Locate each line below that contains the word "tree" and copy those lines out in full.

┌──

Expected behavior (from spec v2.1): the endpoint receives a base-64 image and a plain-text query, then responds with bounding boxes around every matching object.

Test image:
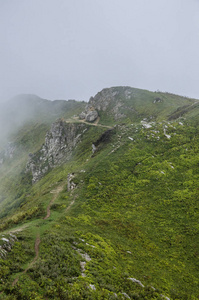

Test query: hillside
[0,87,199,300]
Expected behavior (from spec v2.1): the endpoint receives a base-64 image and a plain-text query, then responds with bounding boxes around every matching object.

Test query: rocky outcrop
[0,142,16,166]
[79,87,136,122]
[79,104,98,122]
[26,120,87,183]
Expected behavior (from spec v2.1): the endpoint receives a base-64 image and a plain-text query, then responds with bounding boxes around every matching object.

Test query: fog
[0,0,199,101]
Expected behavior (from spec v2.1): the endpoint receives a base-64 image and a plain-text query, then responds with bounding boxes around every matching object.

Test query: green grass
[0,86,199,300]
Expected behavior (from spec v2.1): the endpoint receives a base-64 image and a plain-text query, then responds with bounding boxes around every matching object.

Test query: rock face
[79,104,98,122]
[26,120,87,183]
[79,87,138,122]
[0,142,16,166]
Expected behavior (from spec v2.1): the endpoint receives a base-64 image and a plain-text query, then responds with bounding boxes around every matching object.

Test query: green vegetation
[0,88,199,300]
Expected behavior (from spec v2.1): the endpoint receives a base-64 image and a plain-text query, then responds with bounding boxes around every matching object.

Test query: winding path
[12,235,41,286]
[12,185,64,286]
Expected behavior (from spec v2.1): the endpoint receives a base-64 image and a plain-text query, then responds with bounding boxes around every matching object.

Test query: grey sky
[0,0,199,101]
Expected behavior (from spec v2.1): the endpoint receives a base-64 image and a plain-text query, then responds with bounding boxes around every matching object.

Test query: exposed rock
[85,110,98,122]
[79,87,140,122]
[26,120,87,183]
[79,112,86,120]
[0,142,16,166]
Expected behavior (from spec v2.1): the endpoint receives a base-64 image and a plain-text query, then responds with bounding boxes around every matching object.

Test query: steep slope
[80,87,199,124]
[0,87,199,300]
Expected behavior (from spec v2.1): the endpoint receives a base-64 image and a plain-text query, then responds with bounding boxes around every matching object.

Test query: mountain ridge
[0,87,199,300]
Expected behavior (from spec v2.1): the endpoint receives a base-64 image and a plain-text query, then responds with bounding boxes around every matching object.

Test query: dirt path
[12,235,41,286]
[44,185,64,220]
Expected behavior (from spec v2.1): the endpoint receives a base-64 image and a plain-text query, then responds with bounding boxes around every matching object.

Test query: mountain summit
[0,87,199,300]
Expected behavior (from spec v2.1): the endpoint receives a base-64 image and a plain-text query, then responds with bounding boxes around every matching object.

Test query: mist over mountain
[0,86,199,300]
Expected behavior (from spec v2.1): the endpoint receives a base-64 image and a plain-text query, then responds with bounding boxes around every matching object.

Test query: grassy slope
[0,88,199,299]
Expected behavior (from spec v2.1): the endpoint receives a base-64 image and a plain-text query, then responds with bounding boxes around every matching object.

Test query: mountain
[0,87,199,300]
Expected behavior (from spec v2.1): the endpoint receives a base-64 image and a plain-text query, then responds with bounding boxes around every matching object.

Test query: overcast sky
[0,0,199,101]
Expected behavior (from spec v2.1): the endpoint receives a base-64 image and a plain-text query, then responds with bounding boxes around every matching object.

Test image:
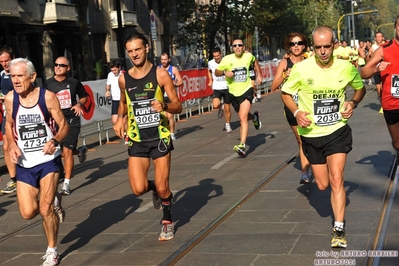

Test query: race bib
[313,99,341,126]
[391,74,399,98]
[232,67,248,82]
[18,123,47,153]
[132,99,161,129]
[56,89,72,109]
[292,93,299,105]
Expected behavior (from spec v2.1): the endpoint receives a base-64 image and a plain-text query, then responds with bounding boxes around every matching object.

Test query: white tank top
[13,88,61,168]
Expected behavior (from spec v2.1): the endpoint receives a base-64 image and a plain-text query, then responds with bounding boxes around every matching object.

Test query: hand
[71,103,83,116]
[42,140,57,155]
[151,100,163,113]
[296,111,312,127]
[378,61,391,72]
[340,102,353,119]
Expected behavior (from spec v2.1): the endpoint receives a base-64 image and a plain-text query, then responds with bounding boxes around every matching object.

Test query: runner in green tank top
[215,39,262,156]
[114,33,182,241]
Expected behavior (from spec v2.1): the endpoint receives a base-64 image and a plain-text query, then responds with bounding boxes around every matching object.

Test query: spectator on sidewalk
[361,16,399,159]
[158,53,183,140]
[281,26,366,248]
[208,47,233,133]
[105,59,124,124]
[46,56,88,195]
[271,32,313,184]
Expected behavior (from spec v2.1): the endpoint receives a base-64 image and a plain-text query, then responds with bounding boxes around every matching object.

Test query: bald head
[312,26,334,43]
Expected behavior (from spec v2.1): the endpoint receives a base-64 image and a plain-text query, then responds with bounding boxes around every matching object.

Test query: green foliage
[176,0,399,59]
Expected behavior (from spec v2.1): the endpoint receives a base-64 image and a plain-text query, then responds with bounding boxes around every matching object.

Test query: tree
[76,0,93,80]
[175,0,252,60]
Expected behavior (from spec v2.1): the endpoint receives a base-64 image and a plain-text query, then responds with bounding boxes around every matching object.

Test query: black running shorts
[127,139,174,160]
[301,125,352,164]
[230,88,254,113]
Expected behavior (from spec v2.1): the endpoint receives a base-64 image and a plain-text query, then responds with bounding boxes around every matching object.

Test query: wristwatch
[50,138,60,147]
[350,99,358,109]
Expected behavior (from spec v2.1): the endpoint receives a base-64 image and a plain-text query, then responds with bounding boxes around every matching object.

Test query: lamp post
[351,1,357,46]
[337,9,378,40]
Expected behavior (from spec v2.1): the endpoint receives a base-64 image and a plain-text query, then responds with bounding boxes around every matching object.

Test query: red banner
[178,68,213,102]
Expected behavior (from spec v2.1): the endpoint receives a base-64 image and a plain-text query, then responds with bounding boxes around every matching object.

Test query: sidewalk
[0,85,399,266]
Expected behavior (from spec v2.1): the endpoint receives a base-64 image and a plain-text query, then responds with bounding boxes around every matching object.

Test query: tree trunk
[76,0,93,80]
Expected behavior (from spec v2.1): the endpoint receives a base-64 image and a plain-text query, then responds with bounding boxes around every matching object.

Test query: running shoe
[218,108,224,118]
[54,206,65,224]
[224,124,233,133]
[158,221,175,241]
[331,228,348,248]
[170,133,176,140]
[42,251,60,266]
[299,171,313,184]
[54,191,65,224]
[152,191,162,210]
[1,180,17,194]
[78,146,88,163]
[60,183,71,195]
[233,142,245,156]
[253,111,262,130]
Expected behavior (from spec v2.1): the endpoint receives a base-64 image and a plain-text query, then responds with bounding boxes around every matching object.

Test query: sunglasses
[290,41,305,47]
[314,44,333,50]
[54,63,68,67]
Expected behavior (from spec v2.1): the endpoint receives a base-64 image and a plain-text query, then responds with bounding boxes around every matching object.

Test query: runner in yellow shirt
[215,39,262,156]
[281,26,366,247]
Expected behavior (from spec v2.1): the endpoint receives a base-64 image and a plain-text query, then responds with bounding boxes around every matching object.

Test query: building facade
[0,0,177,85]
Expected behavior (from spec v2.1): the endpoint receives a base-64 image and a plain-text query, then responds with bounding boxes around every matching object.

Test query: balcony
[0,0,20,18]
[43,2,77,24]
[110,10,138,29]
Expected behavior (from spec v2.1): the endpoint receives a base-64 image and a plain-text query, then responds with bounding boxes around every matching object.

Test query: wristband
[50,138,60,147]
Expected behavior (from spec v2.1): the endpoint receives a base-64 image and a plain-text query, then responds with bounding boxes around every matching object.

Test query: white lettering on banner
[96,93,112,106]
[181,75,207,97]
[79,61,279,124]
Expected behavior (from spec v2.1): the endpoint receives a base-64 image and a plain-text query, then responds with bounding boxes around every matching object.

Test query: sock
[334,222,344,231]
[46,246,57,253]
[148,180,157,191]
[161,193,173,222]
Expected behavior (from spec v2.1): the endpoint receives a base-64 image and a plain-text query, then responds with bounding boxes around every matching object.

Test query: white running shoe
[42,252,60,266]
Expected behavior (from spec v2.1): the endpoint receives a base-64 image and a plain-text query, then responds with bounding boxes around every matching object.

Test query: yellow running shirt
[216,53,255,97]
[282,56,363,138]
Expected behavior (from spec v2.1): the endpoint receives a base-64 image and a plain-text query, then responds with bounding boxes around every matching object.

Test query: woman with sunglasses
[271,32,313,184]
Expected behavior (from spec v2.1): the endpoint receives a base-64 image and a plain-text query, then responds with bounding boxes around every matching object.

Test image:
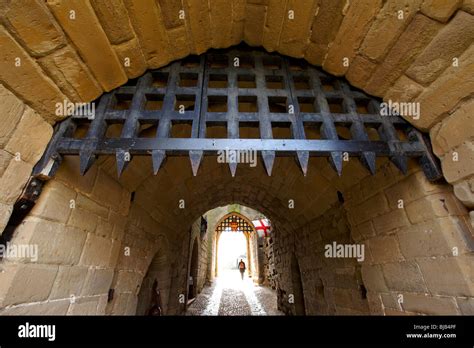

└──

**Result for this exercise**
Test query: tree
Test query: tree trunk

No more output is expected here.